+++ Data to use

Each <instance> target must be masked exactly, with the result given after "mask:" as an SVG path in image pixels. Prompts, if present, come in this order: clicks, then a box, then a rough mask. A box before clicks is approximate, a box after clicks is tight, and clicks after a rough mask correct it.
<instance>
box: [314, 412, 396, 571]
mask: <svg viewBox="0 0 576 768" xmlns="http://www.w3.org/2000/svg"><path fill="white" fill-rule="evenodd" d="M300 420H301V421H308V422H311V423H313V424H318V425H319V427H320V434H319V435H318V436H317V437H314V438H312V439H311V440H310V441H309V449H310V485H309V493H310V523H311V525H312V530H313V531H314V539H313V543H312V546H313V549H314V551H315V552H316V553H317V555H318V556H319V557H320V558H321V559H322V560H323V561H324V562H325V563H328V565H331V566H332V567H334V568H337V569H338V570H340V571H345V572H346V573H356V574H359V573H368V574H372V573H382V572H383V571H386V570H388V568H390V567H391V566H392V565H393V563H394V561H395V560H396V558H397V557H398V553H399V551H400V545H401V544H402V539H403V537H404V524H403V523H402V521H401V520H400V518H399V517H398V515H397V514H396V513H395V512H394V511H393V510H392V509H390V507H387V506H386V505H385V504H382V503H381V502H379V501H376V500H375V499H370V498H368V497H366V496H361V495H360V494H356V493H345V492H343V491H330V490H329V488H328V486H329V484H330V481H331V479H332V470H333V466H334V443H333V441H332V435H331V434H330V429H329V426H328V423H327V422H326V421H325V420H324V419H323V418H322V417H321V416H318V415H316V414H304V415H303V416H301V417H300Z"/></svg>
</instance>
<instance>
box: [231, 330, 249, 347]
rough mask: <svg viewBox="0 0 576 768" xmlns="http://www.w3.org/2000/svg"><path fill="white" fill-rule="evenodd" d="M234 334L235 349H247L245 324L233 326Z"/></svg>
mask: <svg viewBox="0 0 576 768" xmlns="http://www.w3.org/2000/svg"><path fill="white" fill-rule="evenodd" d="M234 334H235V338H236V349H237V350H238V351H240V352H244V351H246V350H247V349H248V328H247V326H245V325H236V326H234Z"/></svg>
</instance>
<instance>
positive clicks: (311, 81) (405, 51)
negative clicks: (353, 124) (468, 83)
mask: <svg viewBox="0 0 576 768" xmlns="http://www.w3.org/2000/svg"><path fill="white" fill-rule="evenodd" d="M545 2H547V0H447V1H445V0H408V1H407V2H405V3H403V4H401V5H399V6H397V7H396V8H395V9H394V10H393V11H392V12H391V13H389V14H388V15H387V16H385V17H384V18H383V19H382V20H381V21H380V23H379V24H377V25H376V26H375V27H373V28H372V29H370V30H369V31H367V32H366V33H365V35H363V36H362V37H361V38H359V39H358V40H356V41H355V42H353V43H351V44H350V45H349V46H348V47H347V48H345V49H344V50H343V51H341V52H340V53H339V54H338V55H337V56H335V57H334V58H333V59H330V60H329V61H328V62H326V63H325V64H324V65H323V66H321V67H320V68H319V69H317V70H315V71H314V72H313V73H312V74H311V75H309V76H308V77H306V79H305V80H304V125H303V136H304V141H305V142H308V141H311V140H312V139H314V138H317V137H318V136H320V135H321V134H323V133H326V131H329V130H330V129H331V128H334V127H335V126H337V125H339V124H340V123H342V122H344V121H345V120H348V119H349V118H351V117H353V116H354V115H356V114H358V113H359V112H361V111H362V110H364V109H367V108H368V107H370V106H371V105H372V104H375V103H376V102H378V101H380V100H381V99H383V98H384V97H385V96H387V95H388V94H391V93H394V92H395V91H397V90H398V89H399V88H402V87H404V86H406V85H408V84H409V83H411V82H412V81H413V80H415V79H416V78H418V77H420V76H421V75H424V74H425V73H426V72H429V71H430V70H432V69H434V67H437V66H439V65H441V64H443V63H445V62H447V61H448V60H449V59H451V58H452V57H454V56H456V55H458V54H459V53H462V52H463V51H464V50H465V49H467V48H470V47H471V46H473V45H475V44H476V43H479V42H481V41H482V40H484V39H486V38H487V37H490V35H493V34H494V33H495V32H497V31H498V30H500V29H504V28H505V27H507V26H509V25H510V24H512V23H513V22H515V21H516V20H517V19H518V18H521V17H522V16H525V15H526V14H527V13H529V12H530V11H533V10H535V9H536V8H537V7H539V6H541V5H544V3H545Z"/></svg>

++++++

## Work order
Starting at the first line and ending at the last, retype the entries above.

## Your solution
Each <instance> target must be masked exactly, with the result given after "mask:" as an SVG path in image pixels. Prompts, if present, come in this order: clicks, then a box, then a rough mask. A box before clicks is approximate, a box after clicks is tight, and clicks after a rough mask correct it.
<instance>
box: [314, 412, 396, 571]
mask: <svg viewBox="0 0 576 768" xmlns="http://www.w3.org/2000/svg"><path fill="white" fill-rule="evenodd" d="M300 420H301V421H308V422H311V423H313V424H318V425H319V427H320V434H319V435H318V436H317V437H314V438H312V439H311V440H310V441H309V449H310V485H309V493H310V523H311V525H312V530H313V531H314V539H313V543H312V546H313V549H314V551H315V552H316V553H317V555H318V556H319V557H320V558H321V559H322V560H323V561H324V562H325V563H328V565H331V566H332V567H334V568H337V569H338V570H340V571H345V572H346V573H356V574H359V573H368V574H372V573H382V572H383V571H386V570H388V568H390V567H391V566H392V565H393V563H394V561H395V560H396V558H397V557H398V553H399V551H400V545H401V544H402V539H403V537H404V524H403V523H402V521H401V520H400V518H399V517H398V515H397V514H396V513H395V512H394V511H393V510H392V509H390V507H387V506H386V505H385V504H382V503H381V502H379V501H376V500H375V499H370V498H368V497H366V496H361V495H360V494H356V493H345V492H343V491H330V490H329V488H328V486H329V484H330V481H331V479H332V470H333V466H334V443H333V441H332V435H331V434H330V429H329V426H328V423H327V422H326V421H325V420H324V419H323V418H322V417H321V416H318V415H316V414H304V415H303V416H301V417H300Z"/></svg>
</instance>
<instance>
box: [231, 330, 249, 347]
rough mask: <svg viewBox="0 0 576 768" xmlns="http://www.w3.org/2000/svg"><path fill="white" fill-rule="evenodd" d="M234 334L235 349H247L245 324L233 326Z"/></svg>
mask: <svg viewBox="0 0 576 768" xmlns="http://www.w3.org/2000/svg"><path fill="white" fill-rule="evenodd" d="M234 334H235V338H236V349H237V350H238V351H240V352H244V351H246V350H247V349H248V328H247V326H245V325H236V326H234Z"/></svg>
</instance>
<instance>
positive clicks: (311, 81) (405, 51)
negative clicks: (353, 124) (468, 83)
mask: <svg viewBox="0 0 576 768" xmlns="http://www.w3.org/2000/svg"><path fill="white" fill-rule="evenodd" d="M545 2H547V0H447V1H445V0H408V1H407V2H405V3H403V4H401V5H399V6H397V7H396V8H395V9H394V10H393V11H392V12H391V13H389V14H388V15H387V16H385V17H384V18H383V19H382V20H381V21H380V23H379V24H377V25H376V26H375V27H373V28H372V29H370V30H369V31H367V32H366V33H365V35H363V36H362V37H361V38H359V39H358V40H356V41H355V42H353V43H351V44H350V45H349V46H348V47H347V48H345V49H344V50H343V51H341V52H340V53H339V54H338V55H337V56H335V57H334V58H333V59H330V60H329V61H328V62H326V63H325V64H324V65H323V66H321V67H320V68H319V69H317V70H315V71H314V72H313V73H312V74H311V75H309V76H308V77H306V79H305V80H304V125H303V136H304V141H305V142H308V141H311V140H312V139H314V138H317V137H318V136H320V135H321V134H323V133H326V131H329V130H330V129H331V128H334V127H335V126H337V125H339V124H340V123H342V122H344V121H345V120H348V119H349V118H351V117H353V116H354V115H356V114H358V113H359V112H361V111H362V110H364V109H367V108H368V107H370V106H371V105H372V104H375V103H376V102H378V101H380V100H381V99H383V98H384V97H385V96H387V95H388V94H391V93H394V92H395V91H397V90H398V89H399V88H402V87H404V86H406V85H408V84H409V83H411V82H412V81H413V80H415V79H416V78H418V77H420V76H421V75H424V74H425V73H426V72H429V71H430V70H432V69H434V67H437V66H439V65H441V64H443V63H445V62H447V61H448V60H449V59H451V58H452V57H454V56H456V55H458V54H459V53H462V52H463V51H464V50H465V49H467V48H470V47H471V46H473V45H475V44H476V43H479V42H481V41H482V40H484V39H486V38H487V37H490V35H493V34H494V33H495V32H497V31H498V30H500V29H504V28H505V27H507V26H509V25H510V24H512V23H513V22H515V21H516V20H517V19H518V18H521V17H522V16H525V15H526V14H527V13H529V12H530V11H533V10H535V9H536V8H537V7H539V6H541V5H544V3H545Z"/></svg>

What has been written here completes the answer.